▶ **Problem statement**: Find every line in the records that contains the string "Query", matching case exactly, and copy each of those lines.

(Pointing records)
⟨

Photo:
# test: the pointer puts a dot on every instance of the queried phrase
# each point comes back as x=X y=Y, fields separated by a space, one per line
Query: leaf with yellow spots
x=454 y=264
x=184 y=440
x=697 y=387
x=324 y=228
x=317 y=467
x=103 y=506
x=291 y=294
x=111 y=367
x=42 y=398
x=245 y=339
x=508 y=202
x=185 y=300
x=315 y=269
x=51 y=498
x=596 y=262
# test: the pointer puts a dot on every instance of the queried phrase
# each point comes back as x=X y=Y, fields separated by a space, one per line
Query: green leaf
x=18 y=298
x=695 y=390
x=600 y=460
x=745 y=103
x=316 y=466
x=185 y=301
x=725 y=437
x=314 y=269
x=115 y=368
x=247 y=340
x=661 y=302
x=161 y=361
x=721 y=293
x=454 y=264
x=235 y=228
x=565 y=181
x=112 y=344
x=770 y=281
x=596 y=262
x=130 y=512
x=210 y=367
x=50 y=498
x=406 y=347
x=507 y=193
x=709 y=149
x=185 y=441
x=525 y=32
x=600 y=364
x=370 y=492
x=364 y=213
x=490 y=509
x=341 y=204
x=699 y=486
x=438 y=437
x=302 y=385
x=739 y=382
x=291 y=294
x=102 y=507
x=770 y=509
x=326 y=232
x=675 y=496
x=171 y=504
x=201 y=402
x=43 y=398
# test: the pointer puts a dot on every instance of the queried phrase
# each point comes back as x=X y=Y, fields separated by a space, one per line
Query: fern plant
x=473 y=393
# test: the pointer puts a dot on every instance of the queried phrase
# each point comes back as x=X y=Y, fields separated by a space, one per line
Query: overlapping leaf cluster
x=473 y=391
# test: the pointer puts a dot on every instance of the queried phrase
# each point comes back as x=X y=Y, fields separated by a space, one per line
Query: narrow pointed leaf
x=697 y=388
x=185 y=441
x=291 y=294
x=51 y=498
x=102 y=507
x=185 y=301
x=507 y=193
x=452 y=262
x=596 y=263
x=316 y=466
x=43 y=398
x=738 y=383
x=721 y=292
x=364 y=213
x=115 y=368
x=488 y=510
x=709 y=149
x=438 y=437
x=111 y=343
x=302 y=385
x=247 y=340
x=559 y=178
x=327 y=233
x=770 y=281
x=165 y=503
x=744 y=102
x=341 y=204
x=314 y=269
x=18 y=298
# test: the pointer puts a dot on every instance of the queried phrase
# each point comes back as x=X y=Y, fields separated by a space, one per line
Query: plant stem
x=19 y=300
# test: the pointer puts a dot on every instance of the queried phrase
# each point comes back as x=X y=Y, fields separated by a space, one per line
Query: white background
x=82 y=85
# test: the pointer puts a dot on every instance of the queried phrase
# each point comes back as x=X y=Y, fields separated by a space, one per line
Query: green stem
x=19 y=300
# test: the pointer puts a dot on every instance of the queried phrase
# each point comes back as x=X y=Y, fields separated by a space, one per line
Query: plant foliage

⟩

▶ **Answer below**:
Query: leaf with yellow spots
Query: green leaf
Query: fern plant
Query: overlapping leaf cluster
Query: narrow pointed leaf
Query: plant stem
Query: white background
Query: green stem
Query: plant foliage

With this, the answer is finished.